> [Work instruction] Count the lines in the rows below that contain the string "target", treating uppercase and lowercase as different. Give only the number.

Extracted data entries:
++++

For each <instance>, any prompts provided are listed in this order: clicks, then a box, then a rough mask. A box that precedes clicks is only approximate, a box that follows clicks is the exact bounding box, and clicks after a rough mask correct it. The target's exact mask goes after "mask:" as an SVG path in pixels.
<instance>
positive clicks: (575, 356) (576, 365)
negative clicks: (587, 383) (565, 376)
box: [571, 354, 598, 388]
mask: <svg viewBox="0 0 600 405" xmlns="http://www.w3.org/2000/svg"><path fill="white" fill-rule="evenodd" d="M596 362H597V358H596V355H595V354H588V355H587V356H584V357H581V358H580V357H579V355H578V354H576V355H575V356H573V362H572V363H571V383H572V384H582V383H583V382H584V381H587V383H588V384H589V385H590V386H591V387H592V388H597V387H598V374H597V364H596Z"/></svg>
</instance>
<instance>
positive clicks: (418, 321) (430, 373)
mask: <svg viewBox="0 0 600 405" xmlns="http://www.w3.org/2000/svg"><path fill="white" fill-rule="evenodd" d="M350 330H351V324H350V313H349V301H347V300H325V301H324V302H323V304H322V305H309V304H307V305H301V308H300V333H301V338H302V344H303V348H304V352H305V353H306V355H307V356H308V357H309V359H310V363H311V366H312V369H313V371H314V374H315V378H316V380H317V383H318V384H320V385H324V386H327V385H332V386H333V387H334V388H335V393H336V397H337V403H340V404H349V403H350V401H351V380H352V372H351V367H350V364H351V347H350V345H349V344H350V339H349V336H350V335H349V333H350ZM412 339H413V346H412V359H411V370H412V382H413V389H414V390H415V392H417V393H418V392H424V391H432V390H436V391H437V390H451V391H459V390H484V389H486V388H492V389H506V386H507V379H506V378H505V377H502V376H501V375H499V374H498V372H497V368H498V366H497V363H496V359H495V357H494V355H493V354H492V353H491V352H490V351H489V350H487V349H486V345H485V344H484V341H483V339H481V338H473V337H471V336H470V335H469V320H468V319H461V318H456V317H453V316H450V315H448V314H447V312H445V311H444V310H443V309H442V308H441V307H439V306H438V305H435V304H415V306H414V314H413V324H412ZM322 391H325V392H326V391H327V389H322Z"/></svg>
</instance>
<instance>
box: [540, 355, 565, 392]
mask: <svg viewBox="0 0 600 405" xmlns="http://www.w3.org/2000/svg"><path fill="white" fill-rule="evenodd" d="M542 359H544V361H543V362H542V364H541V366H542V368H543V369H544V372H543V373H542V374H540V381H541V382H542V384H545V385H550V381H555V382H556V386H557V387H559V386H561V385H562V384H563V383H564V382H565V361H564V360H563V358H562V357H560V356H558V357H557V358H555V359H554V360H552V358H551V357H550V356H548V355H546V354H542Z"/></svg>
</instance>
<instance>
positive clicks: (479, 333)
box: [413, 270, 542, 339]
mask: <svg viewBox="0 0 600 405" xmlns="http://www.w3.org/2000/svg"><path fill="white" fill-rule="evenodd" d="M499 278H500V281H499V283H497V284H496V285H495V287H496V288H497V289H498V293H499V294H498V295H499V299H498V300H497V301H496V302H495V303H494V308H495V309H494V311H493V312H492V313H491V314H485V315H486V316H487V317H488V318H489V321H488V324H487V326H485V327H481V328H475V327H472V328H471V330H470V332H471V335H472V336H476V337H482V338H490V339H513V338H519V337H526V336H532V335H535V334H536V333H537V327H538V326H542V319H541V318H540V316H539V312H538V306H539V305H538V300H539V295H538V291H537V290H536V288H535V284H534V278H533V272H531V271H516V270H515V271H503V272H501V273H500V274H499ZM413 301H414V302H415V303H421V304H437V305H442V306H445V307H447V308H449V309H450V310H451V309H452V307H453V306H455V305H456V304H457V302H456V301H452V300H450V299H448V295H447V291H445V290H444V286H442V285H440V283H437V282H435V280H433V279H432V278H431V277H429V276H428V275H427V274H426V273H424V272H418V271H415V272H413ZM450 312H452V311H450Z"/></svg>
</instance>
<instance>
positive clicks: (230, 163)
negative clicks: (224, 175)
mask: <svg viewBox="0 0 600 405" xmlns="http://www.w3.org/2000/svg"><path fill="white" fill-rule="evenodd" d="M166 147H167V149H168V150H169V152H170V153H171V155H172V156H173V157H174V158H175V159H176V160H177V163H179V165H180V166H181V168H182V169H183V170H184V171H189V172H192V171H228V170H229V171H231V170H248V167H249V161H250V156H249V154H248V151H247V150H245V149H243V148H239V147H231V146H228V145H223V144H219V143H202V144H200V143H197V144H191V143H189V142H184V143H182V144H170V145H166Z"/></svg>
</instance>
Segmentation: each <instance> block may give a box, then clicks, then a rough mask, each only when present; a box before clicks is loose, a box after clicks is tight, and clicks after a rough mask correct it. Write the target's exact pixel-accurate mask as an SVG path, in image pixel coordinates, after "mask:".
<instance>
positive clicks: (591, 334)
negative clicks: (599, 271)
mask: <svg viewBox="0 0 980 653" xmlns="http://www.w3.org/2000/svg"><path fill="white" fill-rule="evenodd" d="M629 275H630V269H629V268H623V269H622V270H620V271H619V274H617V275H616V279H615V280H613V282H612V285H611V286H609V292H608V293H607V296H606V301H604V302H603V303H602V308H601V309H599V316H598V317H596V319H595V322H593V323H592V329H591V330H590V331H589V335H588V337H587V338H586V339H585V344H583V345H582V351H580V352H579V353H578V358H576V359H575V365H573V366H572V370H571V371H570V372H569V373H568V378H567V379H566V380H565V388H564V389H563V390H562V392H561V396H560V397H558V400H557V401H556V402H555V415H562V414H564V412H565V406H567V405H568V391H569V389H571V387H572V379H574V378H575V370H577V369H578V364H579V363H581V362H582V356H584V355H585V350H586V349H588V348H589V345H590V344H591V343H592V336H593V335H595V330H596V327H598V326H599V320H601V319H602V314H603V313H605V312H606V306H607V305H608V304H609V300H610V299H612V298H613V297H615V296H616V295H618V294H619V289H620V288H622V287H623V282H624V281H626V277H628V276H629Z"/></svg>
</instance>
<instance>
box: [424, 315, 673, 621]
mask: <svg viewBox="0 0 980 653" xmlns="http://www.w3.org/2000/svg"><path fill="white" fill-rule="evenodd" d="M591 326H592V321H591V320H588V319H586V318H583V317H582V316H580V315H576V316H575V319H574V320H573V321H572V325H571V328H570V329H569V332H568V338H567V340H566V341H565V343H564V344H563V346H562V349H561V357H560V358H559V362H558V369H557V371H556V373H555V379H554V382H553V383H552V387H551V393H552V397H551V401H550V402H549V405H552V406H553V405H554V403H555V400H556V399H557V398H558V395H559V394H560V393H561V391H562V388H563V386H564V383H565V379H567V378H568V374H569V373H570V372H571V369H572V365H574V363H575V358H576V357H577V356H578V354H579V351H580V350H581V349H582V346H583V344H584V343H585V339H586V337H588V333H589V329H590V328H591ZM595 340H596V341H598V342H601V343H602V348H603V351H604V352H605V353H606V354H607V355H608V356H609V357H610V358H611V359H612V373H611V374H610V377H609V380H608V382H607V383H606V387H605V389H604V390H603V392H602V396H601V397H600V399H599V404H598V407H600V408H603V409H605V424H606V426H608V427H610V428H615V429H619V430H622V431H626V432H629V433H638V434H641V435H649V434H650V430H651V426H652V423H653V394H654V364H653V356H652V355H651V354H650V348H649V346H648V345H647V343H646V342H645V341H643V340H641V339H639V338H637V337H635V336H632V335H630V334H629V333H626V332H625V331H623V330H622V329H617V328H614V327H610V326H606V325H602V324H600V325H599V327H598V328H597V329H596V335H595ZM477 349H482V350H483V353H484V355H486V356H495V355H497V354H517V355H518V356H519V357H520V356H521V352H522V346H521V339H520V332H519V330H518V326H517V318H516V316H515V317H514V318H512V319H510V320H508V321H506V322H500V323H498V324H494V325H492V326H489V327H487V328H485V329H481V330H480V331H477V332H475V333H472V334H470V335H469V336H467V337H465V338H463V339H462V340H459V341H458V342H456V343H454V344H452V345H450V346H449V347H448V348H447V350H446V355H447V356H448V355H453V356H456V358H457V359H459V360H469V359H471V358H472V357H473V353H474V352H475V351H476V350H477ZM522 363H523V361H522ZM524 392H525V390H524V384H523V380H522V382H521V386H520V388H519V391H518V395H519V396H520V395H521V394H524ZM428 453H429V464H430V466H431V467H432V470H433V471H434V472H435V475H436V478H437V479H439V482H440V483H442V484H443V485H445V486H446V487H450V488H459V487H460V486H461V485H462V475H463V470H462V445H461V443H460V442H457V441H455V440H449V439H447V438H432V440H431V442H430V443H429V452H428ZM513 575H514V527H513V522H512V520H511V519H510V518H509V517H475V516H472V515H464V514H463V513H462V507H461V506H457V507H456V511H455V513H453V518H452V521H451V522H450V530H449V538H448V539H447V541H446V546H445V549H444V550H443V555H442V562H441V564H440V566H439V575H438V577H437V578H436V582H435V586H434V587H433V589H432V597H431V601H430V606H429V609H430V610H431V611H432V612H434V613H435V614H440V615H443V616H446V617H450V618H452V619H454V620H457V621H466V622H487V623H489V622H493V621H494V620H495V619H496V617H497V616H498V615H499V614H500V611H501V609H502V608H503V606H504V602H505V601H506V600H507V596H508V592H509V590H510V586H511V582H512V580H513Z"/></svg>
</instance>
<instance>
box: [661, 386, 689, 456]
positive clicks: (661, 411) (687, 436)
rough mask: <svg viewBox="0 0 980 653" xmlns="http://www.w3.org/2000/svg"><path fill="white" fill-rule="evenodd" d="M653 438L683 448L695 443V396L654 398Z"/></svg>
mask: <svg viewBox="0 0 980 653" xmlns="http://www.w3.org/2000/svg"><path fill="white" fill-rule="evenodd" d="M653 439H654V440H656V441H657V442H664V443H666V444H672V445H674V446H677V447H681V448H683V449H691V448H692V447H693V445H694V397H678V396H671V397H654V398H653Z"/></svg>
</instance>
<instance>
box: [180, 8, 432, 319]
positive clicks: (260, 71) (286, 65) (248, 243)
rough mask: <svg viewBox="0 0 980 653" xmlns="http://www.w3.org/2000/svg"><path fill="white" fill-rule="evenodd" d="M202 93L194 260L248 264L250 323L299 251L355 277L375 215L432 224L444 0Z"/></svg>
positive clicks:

++++

> [Completed exercise] 2